[Begin STORED RECORDS]

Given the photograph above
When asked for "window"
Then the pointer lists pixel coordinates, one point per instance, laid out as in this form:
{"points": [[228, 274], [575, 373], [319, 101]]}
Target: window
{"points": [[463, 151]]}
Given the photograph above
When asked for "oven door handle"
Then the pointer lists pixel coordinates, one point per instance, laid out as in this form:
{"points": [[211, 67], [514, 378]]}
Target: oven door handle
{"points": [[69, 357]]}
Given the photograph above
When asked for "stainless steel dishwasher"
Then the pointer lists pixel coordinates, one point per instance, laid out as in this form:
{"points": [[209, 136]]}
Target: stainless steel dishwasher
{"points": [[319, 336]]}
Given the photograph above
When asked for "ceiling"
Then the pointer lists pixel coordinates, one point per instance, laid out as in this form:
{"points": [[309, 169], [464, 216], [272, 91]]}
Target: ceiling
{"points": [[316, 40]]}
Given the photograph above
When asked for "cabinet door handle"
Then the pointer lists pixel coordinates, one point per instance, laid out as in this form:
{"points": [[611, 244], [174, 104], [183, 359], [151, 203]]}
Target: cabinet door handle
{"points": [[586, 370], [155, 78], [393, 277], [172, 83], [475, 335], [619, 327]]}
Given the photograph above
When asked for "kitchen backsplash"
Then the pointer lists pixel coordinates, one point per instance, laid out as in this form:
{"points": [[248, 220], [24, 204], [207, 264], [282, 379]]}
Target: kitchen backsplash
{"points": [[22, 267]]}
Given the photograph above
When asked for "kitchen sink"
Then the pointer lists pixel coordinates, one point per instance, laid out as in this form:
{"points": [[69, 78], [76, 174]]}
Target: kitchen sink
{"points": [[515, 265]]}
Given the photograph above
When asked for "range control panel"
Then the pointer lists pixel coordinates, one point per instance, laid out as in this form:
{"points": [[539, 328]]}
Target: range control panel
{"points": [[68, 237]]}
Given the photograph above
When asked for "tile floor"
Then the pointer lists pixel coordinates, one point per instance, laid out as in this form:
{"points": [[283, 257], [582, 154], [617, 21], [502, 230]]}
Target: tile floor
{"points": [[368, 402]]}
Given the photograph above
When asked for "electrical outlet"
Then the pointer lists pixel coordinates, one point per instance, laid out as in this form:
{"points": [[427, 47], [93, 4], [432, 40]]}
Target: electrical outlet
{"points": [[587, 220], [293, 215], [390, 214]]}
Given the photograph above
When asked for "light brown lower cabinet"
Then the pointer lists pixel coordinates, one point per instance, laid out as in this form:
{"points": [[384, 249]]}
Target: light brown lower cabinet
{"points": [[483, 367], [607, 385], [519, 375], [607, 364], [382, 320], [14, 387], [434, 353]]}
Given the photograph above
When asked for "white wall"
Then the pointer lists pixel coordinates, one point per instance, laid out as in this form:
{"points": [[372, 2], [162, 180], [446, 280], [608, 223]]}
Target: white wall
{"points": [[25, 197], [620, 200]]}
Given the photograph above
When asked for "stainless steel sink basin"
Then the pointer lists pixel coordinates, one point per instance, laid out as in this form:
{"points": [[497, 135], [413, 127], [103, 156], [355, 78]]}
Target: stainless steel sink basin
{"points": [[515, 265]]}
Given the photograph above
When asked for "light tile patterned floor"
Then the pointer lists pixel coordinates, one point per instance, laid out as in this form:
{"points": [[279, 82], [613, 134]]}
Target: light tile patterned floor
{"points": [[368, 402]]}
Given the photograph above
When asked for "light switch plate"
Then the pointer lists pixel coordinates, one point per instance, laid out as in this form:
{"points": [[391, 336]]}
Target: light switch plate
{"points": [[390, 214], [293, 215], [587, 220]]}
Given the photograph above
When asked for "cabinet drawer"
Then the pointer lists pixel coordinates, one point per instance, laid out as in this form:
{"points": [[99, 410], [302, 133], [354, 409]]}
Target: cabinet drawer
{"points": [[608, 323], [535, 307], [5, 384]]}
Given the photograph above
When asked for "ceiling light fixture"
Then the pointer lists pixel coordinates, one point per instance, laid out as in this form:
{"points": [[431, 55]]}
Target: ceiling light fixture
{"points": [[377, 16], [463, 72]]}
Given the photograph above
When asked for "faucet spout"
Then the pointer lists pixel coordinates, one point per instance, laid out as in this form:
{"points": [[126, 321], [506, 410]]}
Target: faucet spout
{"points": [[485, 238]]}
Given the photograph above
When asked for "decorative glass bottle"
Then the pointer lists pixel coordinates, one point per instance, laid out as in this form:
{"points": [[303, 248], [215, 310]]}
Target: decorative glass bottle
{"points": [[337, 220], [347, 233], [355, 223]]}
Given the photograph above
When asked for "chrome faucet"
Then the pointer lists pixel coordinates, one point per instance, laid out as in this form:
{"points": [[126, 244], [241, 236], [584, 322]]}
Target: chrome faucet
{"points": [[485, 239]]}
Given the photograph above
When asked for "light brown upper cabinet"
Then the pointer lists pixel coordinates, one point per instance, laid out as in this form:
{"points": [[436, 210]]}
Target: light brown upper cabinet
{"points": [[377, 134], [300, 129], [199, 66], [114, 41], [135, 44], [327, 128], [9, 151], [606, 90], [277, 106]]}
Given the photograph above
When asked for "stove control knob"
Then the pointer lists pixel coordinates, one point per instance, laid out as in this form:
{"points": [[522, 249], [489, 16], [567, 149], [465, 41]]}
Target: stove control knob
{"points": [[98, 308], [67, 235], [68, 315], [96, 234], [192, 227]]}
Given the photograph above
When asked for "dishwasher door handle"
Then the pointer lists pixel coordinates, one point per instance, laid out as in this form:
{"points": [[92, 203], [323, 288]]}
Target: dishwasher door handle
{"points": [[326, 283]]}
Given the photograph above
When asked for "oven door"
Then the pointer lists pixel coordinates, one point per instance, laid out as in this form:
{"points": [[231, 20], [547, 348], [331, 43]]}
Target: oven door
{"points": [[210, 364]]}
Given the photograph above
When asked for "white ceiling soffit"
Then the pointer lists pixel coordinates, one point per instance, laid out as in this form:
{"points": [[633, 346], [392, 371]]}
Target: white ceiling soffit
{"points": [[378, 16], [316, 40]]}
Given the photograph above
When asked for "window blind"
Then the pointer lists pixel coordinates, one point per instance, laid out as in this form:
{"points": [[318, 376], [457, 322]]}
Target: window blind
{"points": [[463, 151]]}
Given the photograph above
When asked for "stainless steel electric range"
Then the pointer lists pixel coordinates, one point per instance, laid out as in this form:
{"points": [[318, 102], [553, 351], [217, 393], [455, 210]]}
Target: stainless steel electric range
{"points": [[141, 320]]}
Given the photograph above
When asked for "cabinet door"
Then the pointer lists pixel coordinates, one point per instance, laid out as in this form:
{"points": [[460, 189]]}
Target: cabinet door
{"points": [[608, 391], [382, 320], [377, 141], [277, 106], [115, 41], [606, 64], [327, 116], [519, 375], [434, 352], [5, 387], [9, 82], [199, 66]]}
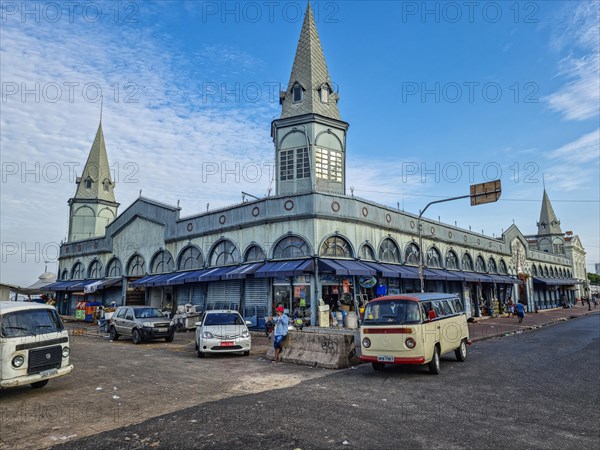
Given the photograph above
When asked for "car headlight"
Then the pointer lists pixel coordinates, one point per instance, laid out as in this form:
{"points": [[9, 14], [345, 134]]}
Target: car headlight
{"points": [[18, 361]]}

[End STORED RECORDS]
[Begin STORED RECORDS]

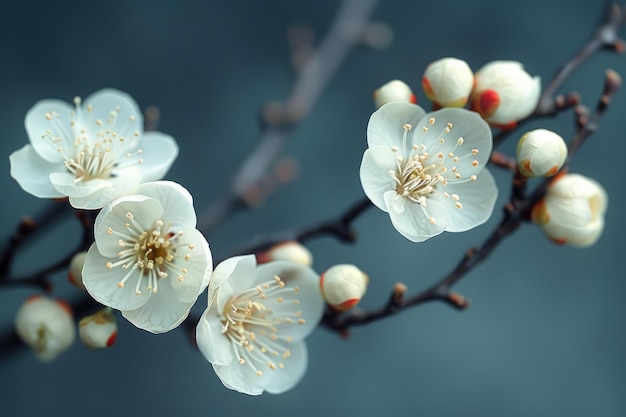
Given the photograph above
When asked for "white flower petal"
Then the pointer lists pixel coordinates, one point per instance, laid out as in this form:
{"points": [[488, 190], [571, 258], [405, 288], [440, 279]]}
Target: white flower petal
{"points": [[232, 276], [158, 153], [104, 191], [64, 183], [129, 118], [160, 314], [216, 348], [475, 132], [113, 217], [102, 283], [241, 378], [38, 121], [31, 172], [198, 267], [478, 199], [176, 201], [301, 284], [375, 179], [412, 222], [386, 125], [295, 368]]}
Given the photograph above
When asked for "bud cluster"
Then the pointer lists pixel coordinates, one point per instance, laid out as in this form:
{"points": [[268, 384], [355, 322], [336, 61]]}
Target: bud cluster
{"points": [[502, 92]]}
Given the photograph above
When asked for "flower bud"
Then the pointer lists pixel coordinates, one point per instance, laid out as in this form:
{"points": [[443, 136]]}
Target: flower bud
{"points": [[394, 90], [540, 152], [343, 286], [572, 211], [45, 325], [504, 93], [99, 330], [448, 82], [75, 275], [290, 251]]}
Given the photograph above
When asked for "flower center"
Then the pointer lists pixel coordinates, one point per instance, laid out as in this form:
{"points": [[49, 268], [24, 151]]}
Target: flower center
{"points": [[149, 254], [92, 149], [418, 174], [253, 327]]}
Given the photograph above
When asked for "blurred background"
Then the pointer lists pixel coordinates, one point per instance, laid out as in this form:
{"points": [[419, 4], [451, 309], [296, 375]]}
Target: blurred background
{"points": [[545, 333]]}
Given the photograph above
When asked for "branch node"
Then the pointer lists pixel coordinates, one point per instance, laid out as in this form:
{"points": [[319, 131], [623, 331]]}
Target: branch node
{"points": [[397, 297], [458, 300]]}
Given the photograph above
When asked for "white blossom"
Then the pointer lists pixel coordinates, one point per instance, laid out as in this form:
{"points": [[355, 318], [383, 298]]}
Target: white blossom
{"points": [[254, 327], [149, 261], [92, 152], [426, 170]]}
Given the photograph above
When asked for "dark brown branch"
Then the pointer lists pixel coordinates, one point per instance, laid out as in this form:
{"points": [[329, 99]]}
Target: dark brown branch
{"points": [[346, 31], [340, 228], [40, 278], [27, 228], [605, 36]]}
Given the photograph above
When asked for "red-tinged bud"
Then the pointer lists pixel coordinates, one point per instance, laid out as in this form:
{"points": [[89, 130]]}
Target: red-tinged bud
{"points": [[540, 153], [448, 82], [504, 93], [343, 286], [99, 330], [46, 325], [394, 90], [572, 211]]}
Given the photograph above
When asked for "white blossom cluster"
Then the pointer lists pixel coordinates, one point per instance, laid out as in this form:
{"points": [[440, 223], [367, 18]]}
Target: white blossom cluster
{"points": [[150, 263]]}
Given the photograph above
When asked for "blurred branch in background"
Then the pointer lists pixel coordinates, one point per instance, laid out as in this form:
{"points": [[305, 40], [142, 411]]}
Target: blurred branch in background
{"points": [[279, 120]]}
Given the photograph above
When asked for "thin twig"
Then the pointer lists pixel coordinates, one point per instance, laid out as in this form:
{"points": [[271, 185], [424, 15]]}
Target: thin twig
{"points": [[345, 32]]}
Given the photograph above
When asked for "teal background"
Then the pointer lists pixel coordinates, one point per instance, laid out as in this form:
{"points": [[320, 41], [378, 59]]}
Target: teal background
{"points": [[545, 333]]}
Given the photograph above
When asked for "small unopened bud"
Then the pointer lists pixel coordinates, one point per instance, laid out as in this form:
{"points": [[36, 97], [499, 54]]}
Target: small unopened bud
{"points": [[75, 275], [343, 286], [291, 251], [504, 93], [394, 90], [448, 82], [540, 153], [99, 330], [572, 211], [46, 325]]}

[End STORED RECORDS]

INSTRUCTIONS TO FOLLOW -> Find every line in the rows above that contains the string "handle", treating uppercase and lowercase as different, and copy each of those lines in full.

SOLUTION FOR THIS EXERCISE ->
When asked for "oven door handle"
Target: oven door handle
When asked for "cabinet door handle"
Target: cabinet door handle
When asked for "dishwasher door handle"
Target: dishwasher door handle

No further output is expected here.